> _Provided text_:
┌──

= Crotone Prize =

The Crotone Prize (Premio Crotone, IPA: /it/) was a prominent Italian literary award founded on April 4, 1952 in Crotone, Calabria, through the initiative of then-mayor Silvio Messinetti.

== History ==
The first official award ceremony took place in November 1956, and the prize continued until 1963. In its brief but influential existence, the Crotone Prize became a landmark event in Italian cultural life, recognizing and celebrating key figures in the nation's literature.

Notable winners included Leonida Repaci, Leonardo Sciascia, and Pier Paolo Pasolini though Pasolini's award in 1959 was controversially revoked by Francesco De Lorenzo, the prefect of Catanzaro at the time.

└──

Reproduce everything in the passage on the Crotone Prize from "The Crotone Prize (Premio" down to "the nation's literature.".

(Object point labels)

┌──

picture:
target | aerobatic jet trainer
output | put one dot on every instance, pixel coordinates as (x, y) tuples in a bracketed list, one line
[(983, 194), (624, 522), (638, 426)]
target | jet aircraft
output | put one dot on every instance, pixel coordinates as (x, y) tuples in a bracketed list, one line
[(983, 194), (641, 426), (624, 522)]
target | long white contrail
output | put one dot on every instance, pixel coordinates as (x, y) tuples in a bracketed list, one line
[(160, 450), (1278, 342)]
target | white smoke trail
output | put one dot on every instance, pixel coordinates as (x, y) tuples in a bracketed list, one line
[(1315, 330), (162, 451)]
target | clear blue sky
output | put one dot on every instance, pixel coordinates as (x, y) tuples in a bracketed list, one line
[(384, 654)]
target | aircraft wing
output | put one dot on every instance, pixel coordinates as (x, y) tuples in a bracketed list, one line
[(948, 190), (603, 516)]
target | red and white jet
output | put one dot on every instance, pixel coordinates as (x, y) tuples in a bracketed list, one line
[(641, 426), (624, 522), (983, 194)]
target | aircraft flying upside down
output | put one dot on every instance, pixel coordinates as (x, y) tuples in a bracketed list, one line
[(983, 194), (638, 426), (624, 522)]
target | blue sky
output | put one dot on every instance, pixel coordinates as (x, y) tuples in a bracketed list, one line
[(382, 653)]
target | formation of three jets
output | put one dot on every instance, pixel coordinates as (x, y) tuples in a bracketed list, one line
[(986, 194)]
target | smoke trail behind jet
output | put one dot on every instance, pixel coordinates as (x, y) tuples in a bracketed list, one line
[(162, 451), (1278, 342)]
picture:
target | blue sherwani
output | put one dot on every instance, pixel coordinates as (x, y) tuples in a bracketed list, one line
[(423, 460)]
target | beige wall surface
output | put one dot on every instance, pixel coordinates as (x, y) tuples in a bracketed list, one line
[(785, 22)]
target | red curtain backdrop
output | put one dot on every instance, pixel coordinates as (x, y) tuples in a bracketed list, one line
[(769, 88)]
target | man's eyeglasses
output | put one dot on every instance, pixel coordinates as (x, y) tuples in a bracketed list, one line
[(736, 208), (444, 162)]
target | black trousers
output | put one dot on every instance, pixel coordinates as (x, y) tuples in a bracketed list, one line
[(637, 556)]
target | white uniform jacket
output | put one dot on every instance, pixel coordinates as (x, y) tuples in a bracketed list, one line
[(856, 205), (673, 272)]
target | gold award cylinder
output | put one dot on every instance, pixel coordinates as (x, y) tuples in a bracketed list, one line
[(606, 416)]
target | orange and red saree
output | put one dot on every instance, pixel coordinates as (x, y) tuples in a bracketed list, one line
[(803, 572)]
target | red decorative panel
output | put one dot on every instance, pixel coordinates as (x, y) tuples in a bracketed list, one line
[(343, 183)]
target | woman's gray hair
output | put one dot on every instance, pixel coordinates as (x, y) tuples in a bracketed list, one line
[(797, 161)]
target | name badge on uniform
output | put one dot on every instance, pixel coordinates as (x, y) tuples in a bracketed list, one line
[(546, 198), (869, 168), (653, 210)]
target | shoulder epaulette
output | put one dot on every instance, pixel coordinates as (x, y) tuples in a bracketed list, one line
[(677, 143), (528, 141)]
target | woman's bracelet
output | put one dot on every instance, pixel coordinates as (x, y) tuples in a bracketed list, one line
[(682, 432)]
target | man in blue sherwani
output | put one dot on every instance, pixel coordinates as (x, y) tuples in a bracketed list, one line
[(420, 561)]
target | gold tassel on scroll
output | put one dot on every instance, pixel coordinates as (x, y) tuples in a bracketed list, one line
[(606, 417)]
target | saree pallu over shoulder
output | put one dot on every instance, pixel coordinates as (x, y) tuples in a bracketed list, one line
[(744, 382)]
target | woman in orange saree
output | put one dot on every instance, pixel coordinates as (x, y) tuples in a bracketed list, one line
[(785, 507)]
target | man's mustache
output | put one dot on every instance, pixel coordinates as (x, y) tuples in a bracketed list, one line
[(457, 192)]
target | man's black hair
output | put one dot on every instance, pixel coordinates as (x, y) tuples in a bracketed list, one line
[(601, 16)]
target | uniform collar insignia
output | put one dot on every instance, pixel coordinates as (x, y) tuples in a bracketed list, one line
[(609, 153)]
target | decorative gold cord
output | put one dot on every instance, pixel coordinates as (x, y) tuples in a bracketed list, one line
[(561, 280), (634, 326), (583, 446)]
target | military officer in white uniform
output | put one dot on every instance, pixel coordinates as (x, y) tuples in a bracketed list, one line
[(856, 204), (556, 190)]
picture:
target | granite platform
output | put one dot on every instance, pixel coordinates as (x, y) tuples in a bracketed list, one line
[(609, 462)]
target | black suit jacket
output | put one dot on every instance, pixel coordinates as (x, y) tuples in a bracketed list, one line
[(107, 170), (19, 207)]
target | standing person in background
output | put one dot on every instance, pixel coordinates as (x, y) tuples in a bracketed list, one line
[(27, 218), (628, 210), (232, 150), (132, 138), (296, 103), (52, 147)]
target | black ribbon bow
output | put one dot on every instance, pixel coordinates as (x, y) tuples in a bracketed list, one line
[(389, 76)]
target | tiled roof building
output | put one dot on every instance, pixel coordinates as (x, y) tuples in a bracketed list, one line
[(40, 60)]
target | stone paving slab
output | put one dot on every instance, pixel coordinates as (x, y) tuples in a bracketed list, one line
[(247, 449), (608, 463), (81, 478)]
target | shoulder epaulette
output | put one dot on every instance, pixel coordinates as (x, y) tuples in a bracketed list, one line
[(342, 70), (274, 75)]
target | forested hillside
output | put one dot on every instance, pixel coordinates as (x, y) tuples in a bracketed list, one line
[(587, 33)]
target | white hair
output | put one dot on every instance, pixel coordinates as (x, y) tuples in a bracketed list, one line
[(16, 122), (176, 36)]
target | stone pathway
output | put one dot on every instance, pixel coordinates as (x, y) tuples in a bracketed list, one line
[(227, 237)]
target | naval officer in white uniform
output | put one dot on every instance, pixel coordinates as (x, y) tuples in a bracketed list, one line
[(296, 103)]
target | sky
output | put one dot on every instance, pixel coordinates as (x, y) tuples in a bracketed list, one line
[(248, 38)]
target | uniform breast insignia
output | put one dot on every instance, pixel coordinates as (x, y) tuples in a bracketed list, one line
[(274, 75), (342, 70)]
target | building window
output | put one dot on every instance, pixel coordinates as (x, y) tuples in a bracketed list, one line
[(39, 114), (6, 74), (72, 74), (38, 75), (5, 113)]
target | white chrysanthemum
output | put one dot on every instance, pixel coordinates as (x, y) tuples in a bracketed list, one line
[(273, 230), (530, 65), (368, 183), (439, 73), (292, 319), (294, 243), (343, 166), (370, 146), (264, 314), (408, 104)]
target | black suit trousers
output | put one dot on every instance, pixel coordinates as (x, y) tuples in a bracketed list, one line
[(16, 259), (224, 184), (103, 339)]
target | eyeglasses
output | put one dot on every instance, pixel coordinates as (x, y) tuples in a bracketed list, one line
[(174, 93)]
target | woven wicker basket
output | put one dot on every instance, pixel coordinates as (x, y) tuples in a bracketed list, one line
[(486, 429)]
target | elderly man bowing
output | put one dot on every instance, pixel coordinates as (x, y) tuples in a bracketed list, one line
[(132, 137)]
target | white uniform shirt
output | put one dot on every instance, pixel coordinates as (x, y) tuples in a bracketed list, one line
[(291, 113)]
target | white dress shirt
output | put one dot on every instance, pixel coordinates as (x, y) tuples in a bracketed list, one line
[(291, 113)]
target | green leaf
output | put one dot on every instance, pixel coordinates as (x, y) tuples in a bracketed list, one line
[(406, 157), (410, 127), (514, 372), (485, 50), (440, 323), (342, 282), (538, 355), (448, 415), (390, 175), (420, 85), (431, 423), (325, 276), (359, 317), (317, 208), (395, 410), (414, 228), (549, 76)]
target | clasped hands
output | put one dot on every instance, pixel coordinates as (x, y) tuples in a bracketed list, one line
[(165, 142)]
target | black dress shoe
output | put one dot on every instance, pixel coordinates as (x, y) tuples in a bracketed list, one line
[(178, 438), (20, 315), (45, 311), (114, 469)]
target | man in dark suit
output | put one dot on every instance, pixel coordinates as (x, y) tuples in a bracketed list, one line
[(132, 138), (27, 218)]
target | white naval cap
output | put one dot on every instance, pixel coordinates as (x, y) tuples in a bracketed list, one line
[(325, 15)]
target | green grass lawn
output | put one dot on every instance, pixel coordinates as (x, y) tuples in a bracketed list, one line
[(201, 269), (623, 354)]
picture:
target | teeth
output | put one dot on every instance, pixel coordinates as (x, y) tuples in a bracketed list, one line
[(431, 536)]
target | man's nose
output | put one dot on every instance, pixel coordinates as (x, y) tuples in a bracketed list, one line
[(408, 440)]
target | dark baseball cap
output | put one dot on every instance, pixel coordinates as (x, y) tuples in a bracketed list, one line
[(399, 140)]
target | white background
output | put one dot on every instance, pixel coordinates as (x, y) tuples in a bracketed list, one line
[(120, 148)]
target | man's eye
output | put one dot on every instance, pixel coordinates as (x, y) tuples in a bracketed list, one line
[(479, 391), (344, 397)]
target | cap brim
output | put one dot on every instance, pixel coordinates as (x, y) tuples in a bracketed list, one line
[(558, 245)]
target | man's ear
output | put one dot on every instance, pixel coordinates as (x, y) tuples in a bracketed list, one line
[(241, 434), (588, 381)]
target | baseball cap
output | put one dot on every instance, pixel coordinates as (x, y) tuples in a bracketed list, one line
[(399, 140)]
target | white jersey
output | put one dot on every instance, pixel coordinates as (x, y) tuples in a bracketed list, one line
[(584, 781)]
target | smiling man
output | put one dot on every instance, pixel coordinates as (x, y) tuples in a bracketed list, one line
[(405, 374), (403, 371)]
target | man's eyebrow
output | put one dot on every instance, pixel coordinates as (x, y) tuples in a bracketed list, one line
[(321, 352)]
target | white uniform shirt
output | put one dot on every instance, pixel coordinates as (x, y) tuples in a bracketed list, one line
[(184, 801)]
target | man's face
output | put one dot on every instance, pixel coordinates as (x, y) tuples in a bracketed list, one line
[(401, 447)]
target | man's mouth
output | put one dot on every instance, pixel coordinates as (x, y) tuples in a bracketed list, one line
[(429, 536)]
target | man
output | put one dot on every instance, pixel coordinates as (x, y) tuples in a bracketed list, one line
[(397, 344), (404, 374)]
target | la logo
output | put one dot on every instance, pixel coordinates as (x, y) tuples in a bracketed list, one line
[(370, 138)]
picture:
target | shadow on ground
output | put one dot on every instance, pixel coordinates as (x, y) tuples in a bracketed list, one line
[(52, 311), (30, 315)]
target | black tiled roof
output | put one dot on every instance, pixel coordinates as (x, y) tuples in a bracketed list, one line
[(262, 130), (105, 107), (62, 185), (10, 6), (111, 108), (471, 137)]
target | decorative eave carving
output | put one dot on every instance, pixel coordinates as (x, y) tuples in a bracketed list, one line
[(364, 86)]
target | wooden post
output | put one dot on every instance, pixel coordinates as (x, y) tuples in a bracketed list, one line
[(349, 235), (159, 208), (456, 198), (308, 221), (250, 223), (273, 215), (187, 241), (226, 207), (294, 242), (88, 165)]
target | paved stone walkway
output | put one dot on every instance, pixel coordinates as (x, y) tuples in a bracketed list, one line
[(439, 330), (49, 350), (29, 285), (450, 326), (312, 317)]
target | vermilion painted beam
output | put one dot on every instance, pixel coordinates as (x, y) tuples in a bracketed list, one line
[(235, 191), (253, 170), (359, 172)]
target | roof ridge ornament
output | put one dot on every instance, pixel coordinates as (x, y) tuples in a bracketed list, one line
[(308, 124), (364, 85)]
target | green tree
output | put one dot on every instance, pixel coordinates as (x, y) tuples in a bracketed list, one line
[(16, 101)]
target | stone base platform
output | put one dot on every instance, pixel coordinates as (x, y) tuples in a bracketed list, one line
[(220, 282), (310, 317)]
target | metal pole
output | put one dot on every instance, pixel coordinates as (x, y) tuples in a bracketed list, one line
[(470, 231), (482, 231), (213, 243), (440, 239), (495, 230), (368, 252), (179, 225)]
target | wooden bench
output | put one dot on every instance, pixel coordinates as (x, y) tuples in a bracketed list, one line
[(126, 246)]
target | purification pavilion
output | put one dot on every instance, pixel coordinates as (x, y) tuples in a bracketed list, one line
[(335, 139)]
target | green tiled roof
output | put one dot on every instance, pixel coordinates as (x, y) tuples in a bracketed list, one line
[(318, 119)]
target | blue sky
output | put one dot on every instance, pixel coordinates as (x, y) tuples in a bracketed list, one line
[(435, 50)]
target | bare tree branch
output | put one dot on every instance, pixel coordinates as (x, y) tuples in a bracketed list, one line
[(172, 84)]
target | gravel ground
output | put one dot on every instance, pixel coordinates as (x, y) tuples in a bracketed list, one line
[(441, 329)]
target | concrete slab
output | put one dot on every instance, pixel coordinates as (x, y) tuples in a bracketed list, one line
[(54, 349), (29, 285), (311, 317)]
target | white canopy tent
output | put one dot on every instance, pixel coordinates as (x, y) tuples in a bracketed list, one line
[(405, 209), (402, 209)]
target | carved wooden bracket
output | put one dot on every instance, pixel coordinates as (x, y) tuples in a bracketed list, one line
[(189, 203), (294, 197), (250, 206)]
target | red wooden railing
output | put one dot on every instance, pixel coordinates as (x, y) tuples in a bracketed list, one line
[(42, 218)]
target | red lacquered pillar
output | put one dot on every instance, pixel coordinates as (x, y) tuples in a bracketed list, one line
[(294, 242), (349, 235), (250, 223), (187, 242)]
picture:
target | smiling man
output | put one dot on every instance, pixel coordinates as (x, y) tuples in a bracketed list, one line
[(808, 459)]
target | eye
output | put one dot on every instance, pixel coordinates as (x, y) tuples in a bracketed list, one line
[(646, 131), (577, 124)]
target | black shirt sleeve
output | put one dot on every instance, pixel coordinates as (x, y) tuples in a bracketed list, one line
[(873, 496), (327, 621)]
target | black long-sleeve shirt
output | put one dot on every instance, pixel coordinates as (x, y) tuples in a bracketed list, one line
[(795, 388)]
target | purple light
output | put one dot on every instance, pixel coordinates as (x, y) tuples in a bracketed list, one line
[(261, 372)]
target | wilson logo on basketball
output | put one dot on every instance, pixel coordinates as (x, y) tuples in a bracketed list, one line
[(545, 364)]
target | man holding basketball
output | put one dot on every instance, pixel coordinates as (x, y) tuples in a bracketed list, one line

└──

> _Answer for the task_:
The Crotone Prize (Premio Crotone, IPA: /it/) was a prominent Italian literary award founded on April 4, 1952 in Crotone, Calabria, through the initiative of then-mayor Silvio Messinetti.

== History ==
The first official award ceremony took place in November 1956, and the prize continued until 1963. In its brief but influential existence, the Crotone Prize became a landmark event in Italian cultural life, recognizing and celebrating key figures in the nation's literature.